Source records:
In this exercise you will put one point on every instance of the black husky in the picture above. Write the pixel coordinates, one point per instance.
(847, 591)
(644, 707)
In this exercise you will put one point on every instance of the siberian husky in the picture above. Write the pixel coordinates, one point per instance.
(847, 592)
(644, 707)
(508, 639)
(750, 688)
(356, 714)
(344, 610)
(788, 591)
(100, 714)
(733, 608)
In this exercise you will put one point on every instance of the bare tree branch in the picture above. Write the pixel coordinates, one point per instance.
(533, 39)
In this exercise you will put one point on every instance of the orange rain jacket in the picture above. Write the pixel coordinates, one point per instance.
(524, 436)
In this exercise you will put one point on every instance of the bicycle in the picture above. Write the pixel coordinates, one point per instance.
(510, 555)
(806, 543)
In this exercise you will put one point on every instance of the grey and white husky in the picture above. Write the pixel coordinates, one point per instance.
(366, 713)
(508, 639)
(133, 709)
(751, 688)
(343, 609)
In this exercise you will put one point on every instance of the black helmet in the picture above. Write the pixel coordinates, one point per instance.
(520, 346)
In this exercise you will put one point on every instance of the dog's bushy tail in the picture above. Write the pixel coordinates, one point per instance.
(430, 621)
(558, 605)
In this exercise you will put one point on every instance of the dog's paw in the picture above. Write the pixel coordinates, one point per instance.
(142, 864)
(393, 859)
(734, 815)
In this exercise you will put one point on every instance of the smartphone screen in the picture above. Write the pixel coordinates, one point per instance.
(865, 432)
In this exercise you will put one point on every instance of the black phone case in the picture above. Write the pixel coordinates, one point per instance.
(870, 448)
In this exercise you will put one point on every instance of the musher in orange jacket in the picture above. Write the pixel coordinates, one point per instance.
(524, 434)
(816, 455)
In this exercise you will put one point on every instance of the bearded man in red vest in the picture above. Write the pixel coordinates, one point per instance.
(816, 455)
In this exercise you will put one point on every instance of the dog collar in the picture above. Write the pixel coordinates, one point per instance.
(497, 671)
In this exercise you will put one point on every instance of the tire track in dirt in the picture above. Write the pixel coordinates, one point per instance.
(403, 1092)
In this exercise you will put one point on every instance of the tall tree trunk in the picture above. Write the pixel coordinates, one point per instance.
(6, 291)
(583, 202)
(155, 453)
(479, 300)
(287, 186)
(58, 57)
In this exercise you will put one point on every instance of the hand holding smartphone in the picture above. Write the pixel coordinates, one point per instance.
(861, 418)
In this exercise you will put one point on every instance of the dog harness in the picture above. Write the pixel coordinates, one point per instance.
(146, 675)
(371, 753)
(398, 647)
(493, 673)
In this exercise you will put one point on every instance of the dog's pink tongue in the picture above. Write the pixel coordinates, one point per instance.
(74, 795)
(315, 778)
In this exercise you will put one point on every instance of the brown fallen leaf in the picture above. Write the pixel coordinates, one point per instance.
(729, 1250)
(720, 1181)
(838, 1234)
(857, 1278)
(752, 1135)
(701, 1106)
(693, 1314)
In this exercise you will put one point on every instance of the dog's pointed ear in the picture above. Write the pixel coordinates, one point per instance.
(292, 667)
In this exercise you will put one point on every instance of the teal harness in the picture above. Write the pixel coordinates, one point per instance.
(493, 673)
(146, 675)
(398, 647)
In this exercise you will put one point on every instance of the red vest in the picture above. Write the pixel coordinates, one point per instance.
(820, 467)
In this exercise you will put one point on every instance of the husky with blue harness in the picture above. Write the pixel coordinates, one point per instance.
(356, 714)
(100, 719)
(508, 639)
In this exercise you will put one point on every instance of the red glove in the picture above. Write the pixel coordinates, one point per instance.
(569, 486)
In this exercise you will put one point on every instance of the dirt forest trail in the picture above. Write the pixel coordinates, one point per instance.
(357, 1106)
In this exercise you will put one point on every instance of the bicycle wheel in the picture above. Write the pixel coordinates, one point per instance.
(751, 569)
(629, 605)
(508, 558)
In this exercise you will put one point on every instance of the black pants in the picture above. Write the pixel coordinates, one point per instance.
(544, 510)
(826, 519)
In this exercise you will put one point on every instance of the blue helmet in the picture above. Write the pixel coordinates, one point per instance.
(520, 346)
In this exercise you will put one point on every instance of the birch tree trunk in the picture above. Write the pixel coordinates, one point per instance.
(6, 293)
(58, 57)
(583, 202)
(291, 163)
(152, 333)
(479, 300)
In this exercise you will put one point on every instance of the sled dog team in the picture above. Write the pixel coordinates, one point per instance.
...
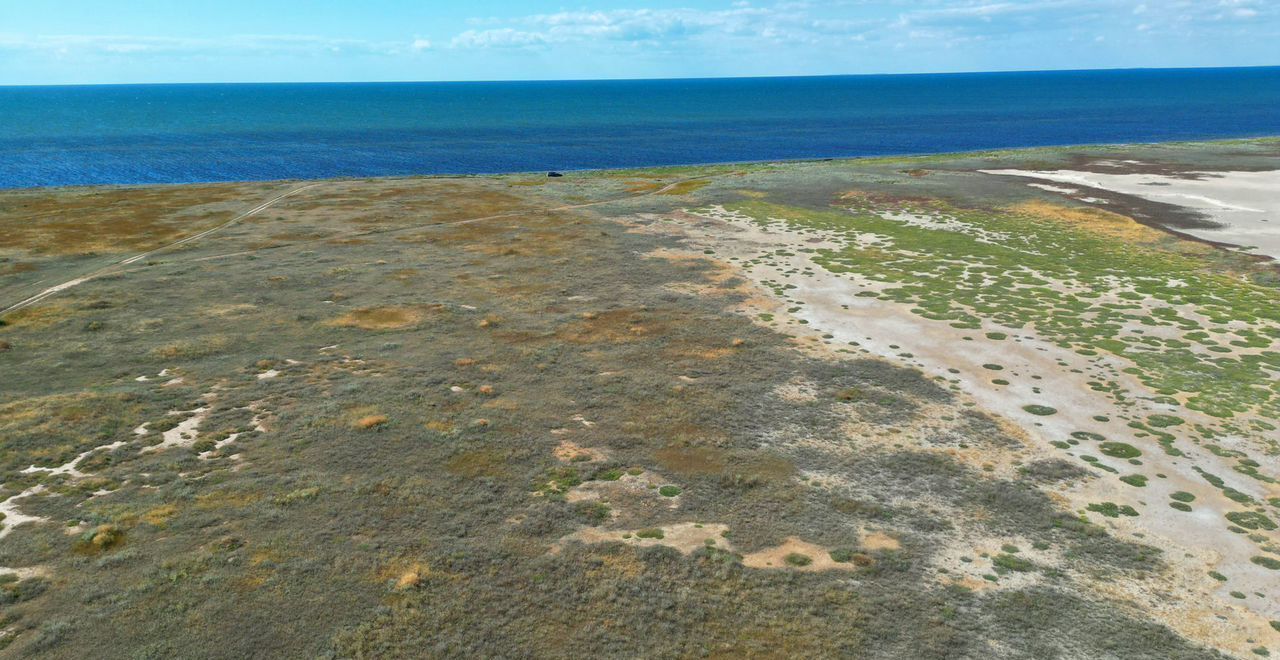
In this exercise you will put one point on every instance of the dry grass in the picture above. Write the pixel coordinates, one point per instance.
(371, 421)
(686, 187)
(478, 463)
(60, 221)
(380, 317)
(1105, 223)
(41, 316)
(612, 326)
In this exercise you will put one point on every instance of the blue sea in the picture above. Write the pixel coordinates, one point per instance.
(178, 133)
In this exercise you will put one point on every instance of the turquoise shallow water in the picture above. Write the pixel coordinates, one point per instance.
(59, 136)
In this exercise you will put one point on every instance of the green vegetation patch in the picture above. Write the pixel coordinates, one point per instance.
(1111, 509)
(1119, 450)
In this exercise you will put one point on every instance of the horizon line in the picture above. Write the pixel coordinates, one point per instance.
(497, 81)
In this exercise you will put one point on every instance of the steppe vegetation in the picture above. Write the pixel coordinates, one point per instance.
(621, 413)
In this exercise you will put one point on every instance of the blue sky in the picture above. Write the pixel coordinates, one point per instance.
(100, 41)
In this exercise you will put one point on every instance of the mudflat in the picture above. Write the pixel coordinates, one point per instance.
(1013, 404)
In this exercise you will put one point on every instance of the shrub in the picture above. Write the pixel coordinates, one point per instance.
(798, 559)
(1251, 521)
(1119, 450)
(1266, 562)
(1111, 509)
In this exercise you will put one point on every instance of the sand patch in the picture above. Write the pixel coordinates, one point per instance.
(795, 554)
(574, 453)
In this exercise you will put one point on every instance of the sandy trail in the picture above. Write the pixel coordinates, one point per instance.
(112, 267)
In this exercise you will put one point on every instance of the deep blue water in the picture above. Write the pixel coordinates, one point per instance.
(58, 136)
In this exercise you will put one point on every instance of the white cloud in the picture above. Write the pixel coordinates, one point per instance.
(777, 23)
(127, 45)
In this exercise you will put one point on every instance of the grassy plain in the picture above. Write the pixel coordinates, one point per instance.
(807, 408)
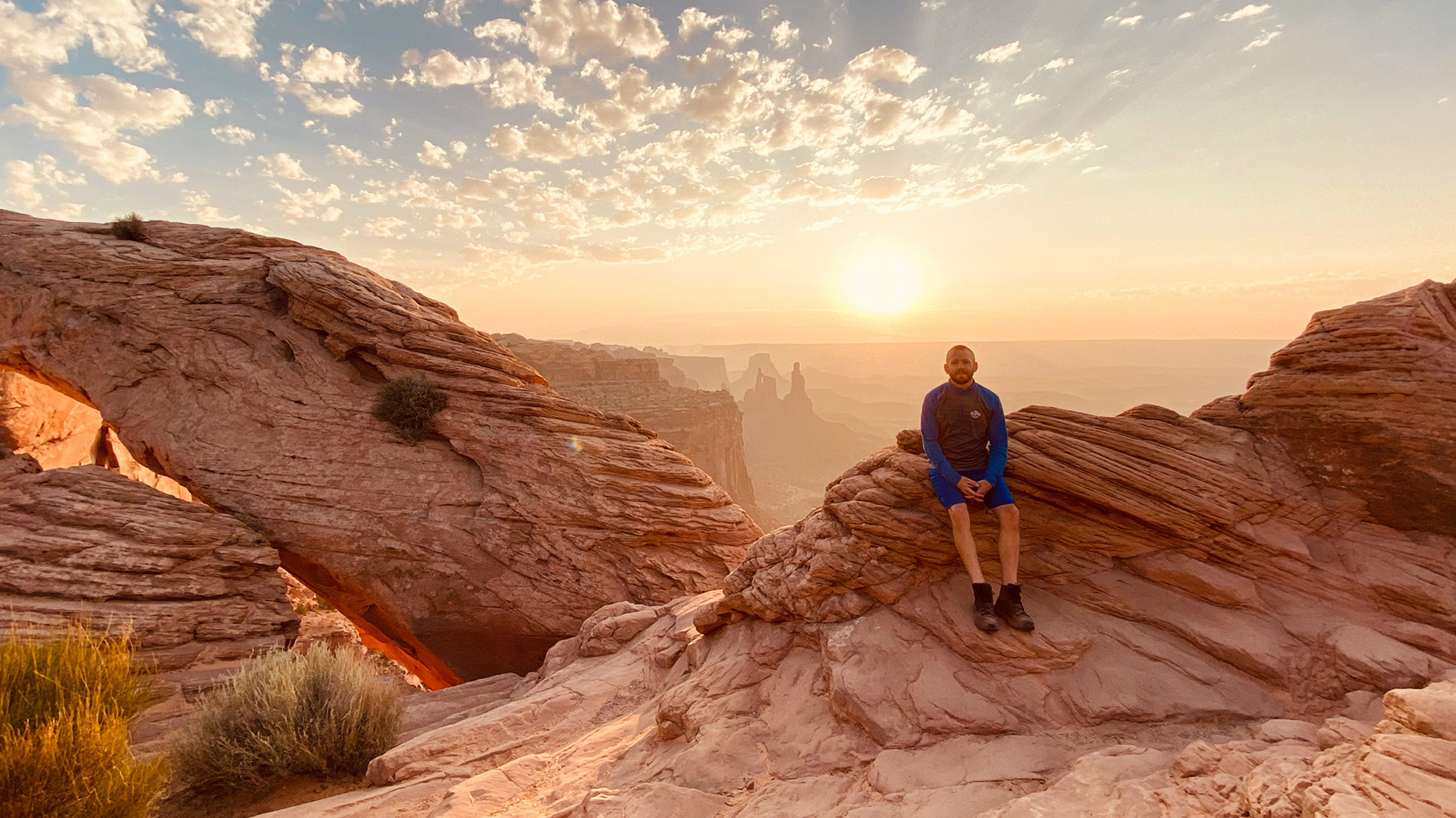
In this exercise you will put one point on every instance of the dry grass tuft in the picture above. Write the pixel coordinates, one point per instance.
...
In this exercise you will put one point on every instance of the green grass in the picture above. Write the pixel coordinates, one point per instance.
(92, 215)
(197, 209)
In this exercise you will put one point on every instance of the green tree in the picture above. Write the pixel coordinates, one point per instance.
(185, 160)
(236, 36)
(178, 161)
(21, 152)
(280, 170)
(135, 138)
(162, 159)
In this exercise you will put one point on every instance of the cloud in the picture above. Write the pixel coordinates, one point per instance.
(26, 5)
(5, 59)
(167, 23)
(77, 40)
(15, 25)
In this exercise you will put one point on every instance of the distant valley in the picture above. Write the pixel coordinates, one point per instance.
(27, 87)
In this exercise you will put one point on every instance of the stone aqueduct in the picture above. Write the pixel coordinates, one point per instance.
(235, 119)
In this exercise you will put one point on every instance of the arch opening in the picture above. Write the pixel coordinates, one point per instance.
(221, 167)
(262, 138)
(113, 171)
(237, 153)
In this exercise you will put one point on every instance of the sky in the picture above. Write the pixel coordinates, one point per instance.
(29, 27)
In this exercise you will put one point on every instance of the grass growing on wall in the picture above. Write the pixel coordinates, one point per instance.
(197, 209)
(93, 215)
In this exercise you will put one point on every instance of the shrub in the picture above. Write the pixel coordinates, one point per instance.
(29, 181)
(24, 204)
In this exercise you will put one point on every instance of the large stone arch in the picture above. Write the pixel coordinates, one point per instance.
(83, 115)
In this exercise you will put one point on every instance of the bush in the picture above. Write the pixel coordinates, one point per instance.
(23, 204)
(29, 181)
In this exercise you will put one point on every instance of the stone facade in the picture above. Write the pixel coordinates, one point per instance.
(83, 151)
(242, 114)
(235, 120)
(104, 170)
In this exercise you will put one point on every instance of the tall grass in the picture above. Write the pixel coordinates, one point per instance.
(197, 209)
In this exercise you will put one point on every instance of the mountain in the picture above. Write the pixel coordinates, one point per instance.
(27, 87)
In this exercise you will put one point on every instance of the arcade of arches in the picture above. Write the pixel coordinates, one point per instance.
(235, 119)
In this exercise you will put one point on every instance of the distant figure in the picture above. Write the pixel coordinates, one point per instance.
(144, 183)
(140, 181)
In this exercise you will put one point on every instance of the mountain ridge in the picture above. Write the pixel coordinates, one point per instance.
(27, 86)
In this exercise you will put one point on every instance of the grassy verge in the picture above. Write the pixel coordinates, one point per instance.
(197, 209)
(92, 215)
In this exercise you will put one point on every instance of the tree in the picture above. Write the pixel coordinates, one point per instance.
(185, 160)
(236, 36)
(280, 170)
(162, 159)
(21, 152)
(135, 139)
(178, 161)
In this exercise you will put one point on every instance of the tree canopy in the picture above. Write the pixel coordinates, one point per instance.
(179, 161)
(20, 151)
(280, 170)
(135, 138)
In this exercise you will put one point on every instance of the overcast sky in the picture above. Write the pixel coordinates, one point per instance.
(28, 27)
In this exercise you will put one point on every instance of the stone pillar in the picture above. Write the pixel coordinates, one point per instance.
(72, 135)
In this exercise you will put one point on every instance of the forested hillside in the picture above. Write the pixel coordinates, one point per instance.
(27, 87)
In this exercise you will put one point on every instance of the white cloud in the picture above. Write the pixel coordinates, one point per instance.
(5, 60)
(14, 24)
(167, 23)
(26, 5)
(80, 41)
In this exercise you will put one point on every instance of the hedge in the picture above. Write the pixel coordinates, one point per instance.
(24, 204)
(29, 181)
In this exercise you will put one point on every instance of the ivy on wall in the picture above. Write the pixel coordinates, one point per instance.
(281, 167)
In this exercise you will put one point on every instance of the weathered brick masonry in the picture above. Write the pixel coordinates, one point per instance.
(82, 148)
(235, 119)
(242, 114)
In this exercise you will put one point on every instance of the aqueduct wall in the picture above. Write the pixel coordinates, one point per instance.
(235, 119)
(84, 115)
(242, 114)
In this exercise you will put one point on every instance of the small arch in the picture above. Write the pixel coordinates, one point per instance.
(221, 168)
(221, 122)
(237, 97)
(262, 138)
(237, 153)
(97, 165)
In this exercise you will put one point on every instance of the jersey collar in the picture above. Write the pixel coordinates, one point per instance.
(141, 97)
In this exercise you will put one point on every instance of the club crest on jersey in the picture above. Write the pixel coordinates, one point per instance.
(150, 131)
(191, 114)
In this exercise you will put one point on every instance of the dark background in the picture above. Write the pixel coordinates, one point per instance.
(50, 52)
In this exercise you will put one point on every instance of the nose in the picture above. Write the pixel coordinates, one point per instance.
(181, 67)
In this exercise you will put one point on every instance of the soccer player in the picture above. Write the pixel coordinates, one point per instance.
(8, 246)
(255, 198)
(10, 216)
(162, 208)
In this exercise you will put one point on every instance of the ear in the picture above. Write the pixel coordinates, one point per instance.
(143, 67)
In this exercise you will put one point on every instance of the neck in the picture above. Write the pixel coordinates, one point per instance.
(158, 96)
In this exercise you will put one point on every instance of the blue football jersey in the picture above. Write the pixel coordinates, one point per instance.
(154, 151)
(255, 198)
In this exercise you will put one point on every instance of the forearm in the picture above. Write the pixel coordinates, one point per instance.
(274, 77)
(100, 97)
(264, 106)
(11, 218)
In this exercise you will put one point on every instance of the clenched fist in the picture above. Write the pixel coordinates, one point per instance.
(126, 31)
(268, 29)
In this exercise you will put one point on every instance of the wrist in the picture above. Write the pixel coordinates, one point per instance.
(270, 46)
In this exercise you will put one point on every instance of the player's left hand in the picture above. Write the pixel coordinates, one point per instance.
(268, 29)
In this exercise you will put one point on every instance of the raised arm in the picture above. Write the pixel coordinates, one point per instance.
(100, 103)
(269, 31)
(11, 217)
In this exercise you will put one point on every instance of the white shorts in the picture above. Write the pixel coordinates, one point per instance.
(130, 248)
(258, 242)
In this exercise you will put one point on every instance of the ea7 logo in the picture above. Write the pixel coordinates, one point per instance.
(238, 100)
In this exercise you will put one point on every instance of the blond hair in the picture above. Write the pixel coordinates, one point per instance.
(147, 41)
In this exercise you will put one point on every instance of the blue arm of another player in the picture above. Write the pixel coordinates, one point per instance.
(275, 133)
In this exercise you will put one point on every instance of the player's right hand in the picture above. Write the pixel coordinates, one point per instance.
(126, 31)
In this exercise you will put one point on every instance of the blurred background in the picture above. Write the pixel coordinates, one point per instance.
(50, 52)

What to work on: Please identify each line above that contains the string "jersey" and copy those lines in full. Treat uppercase and lowercase letters as different.

The answer:
In this exercise you will put one point on every instance of the jersey collar in the picture above. Write the pixel coordinates, one point per instance.
In this exercise you will put one point on every instance of the club crest on jersey in the picture above. Write the pixel coordinates, one point per instance.
In this exercise you will put one point on every instance of the blue football jersey in the picture above. Write the pixel coordinates, one point per instance.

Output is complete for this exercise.